What you need to do -> Continue the quarterly financial report below, starting right after its last heading, "Operating Income and Net Income."

Page text ->
------------------------------------------------------------------------

8. COMPREHENSIVE INCOME.
     Comprehensive income is as follows (in thousands):
                                 
    Three Months     Six Months  
    Ended June 30,     Ended June 30,  
    2010     2009*     2010     2009*  
            (Restated)             (Restated)  
Net income
  $ 57,511     $ 70,205     $ 133,505     $ 150,619  
Equity interest in unrealized gain/(loss) on interest rate hedge
    28       176       51       260  
 
                       
Total comprehensive income
  $ 57,539     $ 70,381     $ 133,556     $ 150,879  
 
                       
 
*   Prior year amount has been restated to reflect accounting for pension and postretirement benefit obligations on a multi-employer accounting model (see Note 2 of Notes to Condensed Consolidated Financial Statements). The effect of the restatement decreased Total Comprehensive Income by $1.9 million and $4.6 million for the three and six months ended June 30, 2009, respectively.
ITEM 2. Management’s Discussion and Analysis of Financial Condition and Results of Operations.
General.
     The following discussion should be read in conjunction with the Consolidated Financial Statements, Notes and Management’s Discussion and Analysis contained in Items 7 and 8 of our 2009 Annual Report on Form 10-K and with the Condensed Consolidated Financial Statements and Notes contained in this report.
RESULTS OF OPERATIONS.
Operating Income and Net Income.

------------------------------------------------------------------------

Material provided ->
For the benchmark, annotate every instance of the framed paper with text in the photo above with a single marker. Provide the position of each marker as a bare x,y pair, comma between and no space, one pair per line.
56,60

------------------------------------------------------------------------

Solved exercise ->
     Operating income for the six months ended June 30, 2010 was $172.4 million compared to operating income of $178.5 million for the six months ended June 30, 2009. Net income for the six months ended June 30, 2010 was $134.7 million compared to $150.6 million for the six months ended June 30, 2009. The decrease in Operating income of $6.1 million (3.4 percent) was primarily due to lower Other revenues partially offset by higher Natural gas transportation revenues in 2010 compared to 2009. The decrease in Net income of $15.9 million (10.6 percent) was mostly attributable to the decrease in Operating income and higher net deductions in Other (Income) and Other Deductions.
Transportation Revenues.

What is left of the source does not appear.